---------- SOURCE DATA ----------

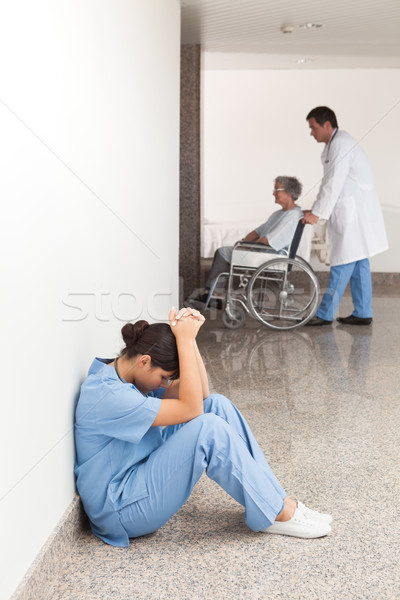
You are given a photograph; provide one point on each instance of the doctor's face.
(321, 133)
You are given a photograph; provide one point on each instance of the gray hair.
(291, 184)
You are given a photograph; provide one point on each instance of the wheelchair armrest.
(257, 247)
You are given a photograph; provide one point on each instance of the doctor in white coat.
(348, 201)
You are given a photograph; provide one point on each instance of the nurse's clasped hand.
(189, 320)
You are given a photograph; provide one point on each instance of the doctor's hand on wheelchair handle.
(309, 218)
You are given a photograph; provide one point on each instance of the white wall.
(254, 128)
(89, 126)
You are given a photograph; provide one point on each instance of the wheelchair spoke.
(283, 293)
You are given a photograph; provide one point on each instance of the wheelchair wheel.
(283, 293)
(234, 317)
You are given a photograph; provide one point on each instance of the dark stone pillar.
(190, 224)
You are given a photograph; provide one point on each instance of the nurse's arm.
(189, 403)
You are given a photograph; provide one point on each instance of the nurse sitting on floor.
(146, 429)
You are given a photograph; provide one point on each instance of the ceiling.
(247, 33)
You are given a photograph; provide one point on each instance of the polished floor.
(324, 405)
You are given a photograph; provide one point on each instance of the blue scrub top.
(113, 434)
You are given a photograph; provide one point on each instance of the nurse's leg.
(207, 442)
(338, 279)
(361, 289)
(224, 408)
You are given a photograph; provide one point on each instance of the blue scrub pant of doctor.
(220, 442)
(359, 275)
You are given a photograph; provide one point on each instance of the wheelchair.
(277, 288)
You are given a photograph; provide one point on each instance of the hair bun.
(132, 332)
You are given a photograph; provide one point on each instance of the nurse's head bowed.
(155, 341)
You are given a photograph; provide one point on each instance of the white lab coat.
(347, 199)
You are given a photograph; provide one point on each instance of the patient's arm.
(263, 240)
(251, 237)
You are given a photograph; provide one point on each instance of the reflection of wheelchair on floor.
(279, 289)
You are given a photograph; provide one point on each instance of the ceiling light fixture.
(287, 28)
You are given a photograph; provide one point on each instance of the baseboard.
(51, 559)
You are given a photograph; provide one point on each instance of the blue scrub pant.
(359, 275)
(220, 442)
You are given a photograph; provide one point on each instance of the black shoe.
(317, 322)
(352, 320)
(200, 301)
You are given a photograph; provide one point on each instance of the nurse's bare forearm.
(190, 382)
(203, 372)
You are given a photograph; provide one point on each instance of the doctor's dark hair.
(291, 184)
(322, 114)
(156, 340)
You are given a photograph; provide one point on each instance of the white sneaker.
(300, 526)
(314, 514)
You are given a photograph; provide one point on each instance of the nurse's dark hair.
(156, 340)
(322, 114)
(291, 184)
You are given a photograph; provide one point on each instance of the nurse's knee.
(213, 401)
(208, 422)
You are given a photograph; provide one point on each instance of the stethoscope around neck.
(329, 145)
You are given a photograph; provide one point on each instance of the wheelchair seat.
(277, 288)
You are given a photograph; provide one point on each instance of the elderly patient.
(277, 232)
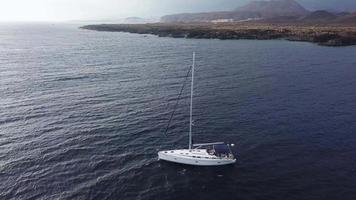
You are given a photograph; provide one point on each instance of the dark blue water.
(82, 115)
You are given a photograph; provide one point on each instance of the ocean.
(83, 114)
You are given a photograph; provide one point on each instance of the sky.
(66, 10)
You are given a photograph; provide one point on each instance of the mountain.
(320, 15)
(252, 11)
(272, 11)
(348, 19)
(274, 8)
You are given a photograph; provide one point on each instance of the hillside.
(322, 35)
(252, 11)
(273, 8)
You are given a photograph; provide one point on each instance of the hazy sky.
(62, 10)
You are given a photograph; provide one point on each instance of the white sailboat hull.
(198, 157)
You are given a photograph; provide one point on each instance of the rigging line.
(175, 106)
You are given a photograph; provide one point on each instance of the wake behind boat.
(206, 154)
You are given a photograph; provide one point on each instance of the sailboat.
(205, 154)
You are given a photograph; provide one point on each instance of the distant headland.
(261, 20)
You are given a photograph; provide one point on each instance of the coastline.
(321, 34)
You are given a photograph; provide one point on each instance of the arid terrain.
(322, 34)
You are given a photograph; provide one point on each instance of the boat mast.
(191, 104)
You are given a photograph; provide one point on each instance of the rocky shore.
(326, 35)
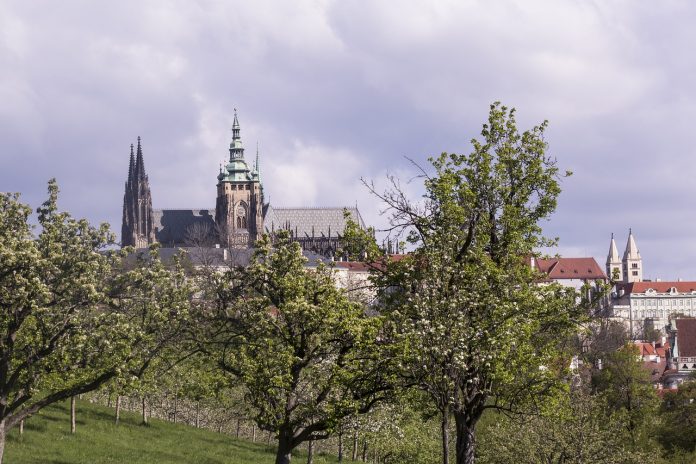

----------

Go to the line with "the rocky shore." in the entries above. Reproduce that line and each one after it to the end, exactly and without the pictures.

#### ANSWER TO THIS TASK:
You are given a photograph; provide one point on each instance of the rocky shore.
(326, 35)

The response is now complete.